Love overwhelmed by reaction since revealing panic attack
Denver — Kevin Love has received more than 4,000 messages since opening up about his struggles with mental health issues.
"Overwhelming is a good word to use," the Cleveland Cavaliers forward said Wednesday after the morning shootaround before a game against the Nuggets. "I'm trying to read through all the emails and all the texts and respond to everybody in the right way."
Love considered it therapeutic to write his essay for The Player's Tribune in which he addressed such things as his panic attack during a game this season and how he's spent most of his life afraid to accept there was something wrong with him.
Although, it was daunting to release his story to the world.

> What is required
Write the next part of the Kevin Love article, starting right after its final sentence. The material below has no connection to the Kevin Love article.

> Data for review
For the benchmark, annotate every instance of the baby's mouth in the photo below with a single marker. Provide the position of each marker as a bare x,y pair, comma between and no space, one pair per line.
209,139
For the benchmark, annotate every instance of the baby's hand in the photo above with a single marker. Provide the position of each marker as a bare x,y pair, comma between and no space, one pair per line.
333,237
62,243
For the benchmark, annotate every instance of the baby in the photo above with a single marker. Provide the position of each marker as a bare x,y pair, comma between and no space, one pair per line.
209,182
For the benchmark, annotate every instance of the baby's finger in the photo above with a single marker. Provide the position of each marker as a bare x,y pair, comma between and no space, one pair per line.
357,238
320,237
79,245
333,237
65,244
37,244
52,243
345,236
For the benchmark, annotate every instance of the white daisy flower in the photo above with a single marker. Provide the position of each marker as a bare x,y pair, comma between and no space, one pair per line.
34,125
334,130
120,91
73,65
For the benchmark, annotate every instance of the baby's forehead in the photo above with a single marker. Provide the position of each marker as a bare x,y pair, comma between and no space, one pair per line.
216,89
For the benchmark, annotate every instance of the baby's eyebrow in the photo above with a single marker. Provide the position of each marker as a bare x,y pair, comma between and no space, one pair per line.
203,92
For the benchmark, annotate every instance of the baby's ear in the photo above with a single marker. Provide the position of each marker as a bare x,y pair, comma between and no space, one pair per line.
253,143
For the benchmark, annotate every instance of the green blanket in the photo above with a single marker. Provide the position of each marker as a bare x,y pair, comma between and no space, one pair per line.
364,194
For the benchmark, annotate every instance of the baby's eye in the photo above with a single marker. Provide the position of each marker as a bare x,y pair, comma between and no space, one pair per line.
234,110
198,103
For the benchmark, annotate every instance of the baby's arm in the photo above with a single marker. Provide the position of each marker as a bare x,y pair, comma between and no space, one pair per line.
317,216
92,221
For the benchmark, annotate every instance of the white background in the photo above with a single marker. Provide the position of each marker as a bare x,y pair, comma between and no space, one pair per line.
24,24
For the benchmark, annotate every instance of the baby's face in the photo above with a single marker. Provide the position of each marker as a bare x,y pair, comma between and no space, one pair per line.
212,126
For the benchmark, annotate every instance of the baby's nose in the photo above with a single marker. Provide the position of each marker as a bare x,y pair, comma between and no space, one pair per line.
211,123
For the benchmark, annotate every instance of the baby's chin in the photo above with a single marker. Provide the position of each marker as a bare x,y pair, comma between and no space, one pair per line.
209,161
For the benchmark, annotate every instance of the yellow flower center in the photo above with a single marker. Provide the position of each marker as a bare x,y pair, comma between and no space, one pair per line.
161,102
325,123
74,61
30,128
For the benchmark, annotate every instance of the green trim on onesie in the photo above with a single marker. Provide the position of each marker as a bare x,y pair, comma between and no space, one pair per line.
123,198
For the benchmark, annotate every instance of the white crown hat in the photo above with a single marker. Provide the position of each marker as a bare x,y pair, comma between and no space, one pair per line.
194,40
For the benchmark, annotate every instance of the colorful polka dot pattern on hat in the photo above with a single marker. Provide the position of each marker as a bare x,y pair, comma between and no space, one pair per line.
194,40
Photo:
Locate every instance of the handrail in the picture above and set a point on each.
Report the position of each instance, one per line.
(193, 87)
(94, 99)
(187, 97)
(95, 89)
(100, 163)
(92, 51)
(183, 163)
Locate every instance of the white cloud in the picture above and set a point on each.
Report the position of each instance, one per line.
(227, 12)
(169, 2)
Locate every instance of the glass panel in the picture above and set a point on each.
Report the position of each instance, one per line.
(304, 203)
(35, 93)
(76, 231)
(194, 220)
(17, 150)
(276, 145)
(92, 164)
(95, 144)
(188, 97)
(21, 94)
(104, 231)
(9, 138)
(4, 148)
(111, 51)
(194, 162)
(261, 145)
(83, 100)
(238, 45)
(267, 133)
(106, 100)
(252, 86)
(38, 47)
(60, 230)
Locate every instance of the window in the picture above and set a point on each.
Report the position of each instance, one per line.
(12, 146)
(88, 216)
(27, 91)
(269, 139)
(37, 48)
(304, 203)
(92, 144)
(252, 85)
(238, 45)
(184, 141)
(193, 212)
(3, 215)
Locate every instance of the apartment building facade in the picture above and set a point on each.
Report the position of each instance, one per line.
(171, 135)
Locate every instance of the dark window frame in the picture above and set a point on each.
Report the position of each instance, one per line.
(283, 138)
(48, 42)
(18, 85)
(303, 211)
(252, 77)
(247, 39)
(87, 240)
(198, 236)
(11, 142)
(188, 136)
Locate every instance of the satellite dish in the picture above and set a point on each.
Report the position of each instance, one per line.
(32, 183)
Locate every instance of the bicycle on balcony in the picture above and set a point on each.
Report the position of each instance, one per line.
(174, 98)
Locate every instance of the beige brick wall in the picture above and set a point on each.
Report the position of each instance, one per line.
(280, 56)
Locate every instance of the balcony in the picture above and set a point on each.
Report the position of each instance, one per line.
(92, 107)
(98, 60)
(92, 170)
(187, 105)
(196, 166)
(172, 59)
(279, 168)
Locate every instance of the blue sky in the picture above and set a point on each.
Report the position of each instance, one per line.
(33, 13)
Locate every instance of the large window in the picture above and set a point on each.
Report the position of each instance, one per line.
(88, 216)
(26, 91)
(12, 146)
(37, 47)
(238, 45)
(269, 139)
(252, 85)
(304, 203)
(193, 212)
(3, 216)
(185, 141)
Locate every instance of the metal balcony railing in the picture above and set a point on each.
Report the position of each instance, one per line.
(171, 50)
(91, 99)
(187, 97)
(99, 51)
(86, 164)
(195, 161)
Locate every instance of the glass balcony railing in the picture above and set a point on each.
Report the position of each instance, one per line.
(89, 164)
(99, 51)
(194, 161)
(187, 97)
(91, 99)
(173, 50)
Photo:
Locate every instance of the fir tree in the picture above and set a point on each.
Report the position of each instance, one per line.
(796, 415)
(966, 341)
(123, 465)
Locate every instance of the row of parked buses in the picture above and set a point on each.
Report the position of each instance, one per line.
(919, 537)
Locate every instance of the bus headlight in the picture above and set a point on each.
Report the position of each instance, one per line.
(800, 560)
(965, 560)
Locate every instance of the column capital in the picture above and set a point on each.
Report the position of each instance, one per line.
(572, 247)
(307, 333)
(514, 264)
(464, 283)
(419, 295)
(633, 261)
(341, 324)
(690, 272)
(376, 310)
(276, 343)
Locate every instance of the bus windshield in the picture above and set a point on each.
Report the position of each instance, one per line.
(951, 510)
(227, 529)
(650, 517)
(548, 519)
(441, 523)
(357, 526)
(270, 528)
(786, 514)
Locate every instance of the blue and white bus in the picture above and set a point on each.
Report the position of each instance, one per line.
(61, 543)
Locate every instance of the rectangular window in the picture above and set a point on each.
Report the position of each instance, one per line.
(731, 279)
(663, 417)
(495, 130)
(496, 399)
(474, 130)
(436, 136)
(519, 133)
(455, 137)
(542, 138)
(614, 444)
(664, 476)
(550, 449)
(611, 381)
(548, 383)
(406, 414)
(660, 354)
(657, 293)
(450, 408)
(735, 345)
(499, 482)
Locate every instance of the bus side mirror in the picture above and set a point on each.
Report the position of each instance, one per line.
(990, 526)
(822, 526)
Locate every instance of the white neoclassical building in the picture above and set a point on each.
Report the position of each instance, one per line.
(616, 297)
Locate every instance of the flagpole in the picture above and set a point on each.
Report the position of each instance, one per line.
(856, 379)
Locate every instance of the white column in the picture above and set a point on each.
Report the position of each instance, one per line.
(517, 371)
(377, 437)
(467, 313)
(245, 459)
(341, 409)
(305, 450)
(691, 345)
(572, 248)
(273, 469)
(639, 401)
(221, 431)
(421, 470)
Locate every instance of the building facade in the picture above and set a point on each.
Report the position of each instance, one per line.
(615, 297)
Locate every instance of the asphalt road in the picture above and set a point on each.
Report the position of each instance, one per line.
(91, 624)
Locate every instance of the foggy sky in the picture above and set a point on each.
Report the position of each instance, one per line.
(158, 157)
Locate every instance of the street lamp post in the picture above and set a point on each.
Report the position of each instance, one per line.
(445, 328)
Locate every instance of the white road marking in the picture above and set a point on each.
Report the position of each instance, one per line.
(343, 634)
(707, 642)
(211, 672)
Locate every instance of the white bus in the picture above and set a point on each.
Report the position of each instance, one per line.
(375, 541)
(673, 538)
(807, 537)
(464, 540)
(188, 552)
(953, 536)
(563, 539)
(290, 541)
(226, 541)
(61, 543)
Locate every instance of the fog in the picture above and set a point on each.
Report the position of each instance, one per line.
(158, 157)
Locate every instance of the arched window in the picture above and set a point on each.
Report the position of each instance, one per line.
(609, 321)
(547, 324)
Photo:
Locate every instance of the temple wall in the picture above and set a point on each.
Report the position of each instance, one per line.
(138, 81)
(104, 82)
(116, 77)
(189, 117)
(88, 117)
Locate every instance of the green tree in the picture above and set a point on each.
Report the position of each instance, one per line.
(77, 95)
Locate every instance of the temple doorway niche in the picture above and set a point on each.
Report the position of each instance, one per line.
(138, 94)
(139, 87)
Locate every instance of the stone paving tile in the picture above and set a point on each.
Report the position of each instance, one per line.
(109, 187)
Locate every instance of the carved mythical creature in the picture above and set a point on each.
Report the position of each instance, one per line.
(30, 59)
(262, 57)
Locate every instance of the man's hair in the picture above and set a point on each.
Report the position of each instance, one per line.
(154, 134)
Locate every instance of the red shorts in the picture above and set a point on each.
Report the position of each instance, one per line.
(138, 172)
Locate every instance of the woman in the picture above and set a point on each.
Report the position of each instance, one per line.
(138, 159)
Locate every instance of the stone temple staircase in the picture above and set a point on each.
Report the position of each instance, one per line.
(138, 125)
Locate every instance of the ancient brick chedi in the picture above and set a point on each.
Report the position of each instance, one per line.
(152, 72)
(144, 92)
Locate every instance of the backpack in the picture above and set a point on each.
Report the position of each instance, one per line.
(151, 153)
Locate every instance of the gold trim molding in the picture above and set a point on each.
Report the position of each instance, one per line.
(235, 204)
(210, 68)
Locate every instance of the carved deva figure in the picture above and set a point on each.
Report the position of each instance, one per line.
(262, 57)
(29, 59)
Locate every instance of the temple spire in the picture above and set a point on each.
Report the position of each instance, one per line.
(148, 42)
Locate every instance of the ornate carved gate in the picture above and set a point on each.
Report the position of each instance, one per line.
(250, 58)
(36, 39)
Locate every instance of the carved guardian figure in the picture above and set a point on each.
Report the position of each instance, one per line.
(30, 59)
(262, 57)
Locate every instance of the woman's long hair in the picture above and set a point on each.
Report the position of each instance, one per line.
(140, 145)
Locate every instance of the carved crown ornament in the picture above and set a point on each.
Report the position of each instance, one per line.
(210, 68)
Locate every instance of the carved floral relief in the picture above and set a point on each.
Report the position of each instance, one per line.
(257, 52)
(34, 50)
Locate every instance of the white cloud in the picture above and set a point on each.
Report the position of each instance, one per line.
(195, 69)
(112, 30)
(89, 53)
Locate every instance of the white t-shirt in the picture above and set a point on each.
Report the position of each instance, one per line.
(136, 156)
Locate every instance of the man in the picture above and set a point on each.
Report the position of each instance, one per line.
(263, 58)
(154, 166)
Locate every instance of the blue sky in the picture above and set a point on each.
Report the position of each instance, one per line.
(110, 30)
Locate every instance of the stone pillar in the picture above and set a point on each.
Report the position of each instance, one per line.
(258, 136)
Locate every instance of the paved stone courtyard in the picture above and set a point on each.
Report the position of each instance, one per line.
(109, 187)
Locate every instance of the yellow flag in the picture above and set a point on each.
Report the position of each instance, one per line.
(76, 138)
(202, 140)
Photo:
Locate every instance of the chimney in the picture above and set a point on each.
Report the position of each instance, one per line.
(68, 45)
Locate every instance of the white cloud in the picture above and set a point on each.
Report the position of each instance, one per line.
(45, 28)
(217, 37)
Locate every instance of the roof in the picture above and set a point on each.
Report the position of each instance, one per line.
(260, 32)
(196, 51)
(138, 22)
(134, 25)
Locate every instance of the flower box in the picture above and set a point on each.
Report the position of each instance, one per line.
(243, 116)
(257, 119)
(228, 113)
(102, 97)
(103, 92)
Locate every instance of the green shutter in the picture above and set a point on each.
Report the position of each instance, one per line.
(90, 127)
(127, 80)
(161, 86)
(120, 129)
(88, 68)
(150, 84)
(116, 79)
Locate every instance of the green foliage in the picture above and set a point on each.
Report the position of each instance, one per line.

> Result below
"It did take me a while (to write). I didn't know if I was going to address it potentially in the summer, but I'm glad I did it now," said Love, a five-time All-Star who's currently sidelined by a broken hand. "Everybody is going through something. Everybody has things that you can't see, you can't touch, that they're walking with every day. ... We need to beat down that stigma about mental health and be able to come out and talk things out."
Love thanked Toronto All-Star DeMar DeRozan for recently acknowledging his bouts of depression. It gave Love the courage to tell his tale.
"I want to continue to push that message," Love said. "There's a lot of work to be done. I'm glad this is out there and glad I can help."
He's got the support of teammate LeBron James.
"When people that are dealing with the same situation, that's in the same situation as Kev, it helps them out more than anybody — to not feel like they're alone, because they're not," James said. "We, as athletes, are put on this pedestal, but we go through some of the same problems. We're all human beings. All of us. I think it's very enlightening for him to know that, and to see that, and to know he can help others by doing that."
James knows it's not easy to come forward on such topics as mental issues.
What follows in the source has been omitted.